=== Your assignment ===
Please return each record exactly as it stands.

- Opening Delimiter -

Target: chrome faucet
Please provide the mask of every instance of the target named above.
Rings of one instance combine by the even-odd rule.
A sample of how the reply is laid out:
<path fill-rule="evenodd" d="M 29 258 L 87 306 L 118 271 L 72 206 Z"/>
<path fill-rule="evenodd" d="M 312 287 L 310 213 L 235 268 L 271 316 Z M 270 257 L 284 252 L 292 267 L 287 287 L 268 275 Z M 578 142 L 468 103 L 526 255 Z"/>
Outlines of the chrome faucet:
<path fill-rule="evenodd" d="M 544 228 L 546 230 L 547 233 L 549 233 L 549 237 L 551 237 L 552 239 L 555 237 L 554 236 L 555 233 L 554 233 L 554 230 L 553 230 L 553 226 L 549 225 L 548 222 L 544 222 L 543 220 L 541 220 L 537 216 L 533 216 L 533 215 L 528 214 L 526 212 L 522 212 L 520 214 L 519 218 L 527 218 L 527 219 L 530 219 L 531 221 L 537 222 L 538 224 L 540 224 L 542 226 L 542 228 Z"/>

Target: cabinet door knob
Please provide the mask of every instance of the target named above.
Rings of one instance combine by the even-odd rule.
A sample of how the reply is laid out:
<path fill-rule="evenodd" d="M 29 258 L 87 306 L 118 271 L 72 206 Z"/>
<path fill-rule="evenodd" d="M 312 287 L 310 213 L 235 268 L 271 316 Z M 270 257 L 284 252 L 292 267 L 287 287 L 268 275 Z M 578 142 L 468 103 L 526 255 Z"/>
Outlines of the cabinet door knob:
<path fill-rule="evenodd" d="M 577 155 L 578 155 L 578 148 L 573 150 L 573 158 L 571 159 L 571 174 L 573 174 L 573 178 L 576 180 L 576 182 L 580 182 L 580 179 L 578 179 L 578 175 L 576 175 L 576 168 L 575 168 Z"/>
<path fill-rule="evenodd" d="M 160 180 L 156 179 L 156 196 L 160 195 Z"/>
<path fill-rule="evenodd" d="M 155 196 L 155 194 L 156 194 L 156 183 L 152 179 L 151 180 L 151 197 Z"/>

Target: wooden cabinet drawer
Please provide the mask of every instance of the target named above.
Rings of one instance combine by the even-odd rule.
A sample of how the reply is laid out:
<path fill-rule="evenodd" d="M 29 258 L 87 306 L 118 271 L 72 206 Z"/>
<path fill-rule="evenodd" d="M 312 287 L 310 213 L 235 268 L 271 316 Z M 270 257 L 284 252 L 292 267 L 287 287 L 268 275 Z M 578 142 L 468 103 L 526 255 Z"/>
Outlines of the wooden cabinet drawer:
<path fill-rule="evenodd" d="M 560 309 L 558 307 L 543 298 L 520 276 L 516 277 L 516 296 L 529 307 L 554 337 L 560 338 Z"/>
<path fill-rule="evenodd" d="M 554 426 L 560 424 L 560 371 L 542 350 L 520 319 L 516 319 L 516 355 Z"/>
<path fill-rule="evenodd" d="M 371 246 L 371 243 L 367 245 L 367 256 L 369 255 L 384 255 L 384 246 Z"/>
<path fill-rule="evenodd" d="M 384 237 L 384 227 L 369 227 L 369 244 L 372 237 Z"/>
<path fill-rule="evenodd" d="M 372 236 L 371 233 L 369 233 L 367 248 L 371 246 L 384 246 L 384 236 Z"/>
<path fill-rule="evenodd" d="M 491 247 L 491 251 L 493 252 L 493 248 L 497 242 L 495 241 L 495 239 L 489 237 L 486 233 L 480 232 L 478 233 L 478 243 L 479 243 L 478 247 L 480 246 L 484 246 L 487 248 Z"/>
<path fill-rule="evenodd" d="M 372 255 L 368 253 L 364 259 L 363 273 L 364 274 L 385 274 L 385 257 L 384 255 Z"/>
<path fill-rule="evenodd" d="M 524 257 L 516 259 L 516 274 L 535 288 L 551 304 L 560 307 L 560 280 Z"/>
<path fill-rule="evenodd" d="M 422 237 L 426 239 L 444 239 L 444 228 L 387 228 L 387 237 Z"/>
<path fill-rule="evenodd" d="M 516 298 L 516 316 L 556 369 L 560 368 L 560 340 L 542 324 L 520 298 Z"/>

- Closing Delimiter -

=== Answer below ===
Target: chrome faucet
Please provide the mask of every instance of the target named above.
Rings of one instance combine by the even-odd rule.
A sample of how the reply is laid out:
<path fill-rule="evenodd" d="M 29 258 L 87 306 L 118 271 L 72 206 Z"/>
<path fill-rule="evenodd" d="M 312 287 L 310 213 L 235 268 L 271 316 Z M 270 257 L 284 252 L 292 267 L 287 287 L 268 275 Z M 578 142 L 468 103 L 526 255 Z"/>
Outlines of the chrome faucet:
<path fill-rule="evenodd" d="M 544 228 L 546 230 L 547 233 L 549 233 L 549 237 L 551 237 L 552 239 L 555 237 L 554 236 L 555 233 L 554 233 L 554 230 L 553 230 L 553 226 L 549 225 L 548 222 L 544 222 L 543 220 L 541 220 L 537 216 L 533 216 L 533 215 L 528 214 L 526 212 L 522 212 L 520 214 L 519 218 L 527 218 L 527 219 L 530 219 L 531 221 L 537 222 L 538 224 L 540 224 L 542 226 L 542 228 Z"/>

Target: cabinet door knob
Please provide the mask of every instance of the target named above.
Rings of one instance combine by the even-odd rule.
A sample of how the reply is laid out:
<path fill-rule="evenodd" d="M 29 258 L 87 306 L 118 271 L 72 206 Z"/>
<path fill-rule="evenodd" d="M 312 287 L 310 213 L 235 268 L 271 316 Z M 270 257 L 284 252 L 292 267 L 287 287 L 268 275 Z M 578 142 L 468 103 L 526 255 Z"/>
Outlines of the cabinet door knob:
<path fill-rule="evenodd" d="M 577 155 L 578 155 L 578 148 L 573 150 L 573 158 L 571 159 L 571 174 L 573 174 L 573 178 L 576 180 L 576 182 L 580 182 L 580 179 L 578 179 L 578 175 L 576 175 L 576 168 L 575 168 Z"/>
<path fill-rule="evenodd" d="M 160 180 L 156 179 L 156 196 L 160 195 Z"/>
<path fill-rule="evenodd" d="M 155 196 L 155 194 L 156 194 L 156 183 L 152 179 L 151 180 L 151 197 Z"/>

Target: wooden cabinet drawer
Please provide the mask of every instance of the target named above.
Rings of one instance combine by the even-odd rule.
A sample of how the reply is laid out:
<path fill-rule="evenodd" d="M 29 258 L 87 306 L 118 271 L 72 206 Z"/>
<path fill-rule="evenodd" d="M 312 287 L 310 213 L 235 268 L 271 316 Z M 270 257 L 284 252 L 292 267 L 287 287 L 268 275 Z M 578 142 L 468 103 L 526 255 Z"/>
Outlines of the wooden cabinet drawer:
<path fill-rule="evenodd" d="M 560 309 L 558 307 L 543 298 L 520 276 L 516 277 L 516 296 L 529 307 L 554 337 L 560 338 Z"/>
<path fill-rule="evenodd" d="M 554 426 L 560 424 L 560 371 L 542 350 L 520 319 L 516 319 L 516 355 Z"/>
<path fill-rule="evenodd" d="M 371 246 L 371 243 L 367 245 L 367 256 L 369 255 L 384 255 L 384 246 Z"/>
<path fill-rule="evenodd" d="M 384 237 L 384 227 L 369 227 L 369 244 L 372 237 Z"/>
<path fill-rule="evenodd" d="M 372 236 L 371 233 L 369 233 L 367 248 L 371 246 L 384 246 L 384 236 Z"/>
<path fill-rule="evenodd" d="M 491 247 L 491 251 L 493 252 L 493 248 L 497 242 L 495 241 L 495 239 L 489 237 L 486 233 L 480 232 L 478 233 L 478 243 L 479 243 L 478 247 L 480 246 L 484 246 L 487 248 Z"/>
<path fill-rule="evenodd" d="M 372 255 L 368 253 L 364 259 L 363 273 L 364 274 L 385 274 L 385 257 L 384 255 Z"/>
<path fill-rule="evenodd" d="M 524 257 L 516 259 L 516 274 L 535 288 L 551 304 L 560 307 L 560 280 Z"/>
<path fill-rule="evenodd" d="M 422 237 L 426 239 L 444 239 L 444 228 L 387 228 L 387 237 Z"/>
<path fill-rule="evenodd" d="M 516 298 L 516 316 L 556 369 L 560 368 L 560 340 L 542 324 L 520 298 Z"/>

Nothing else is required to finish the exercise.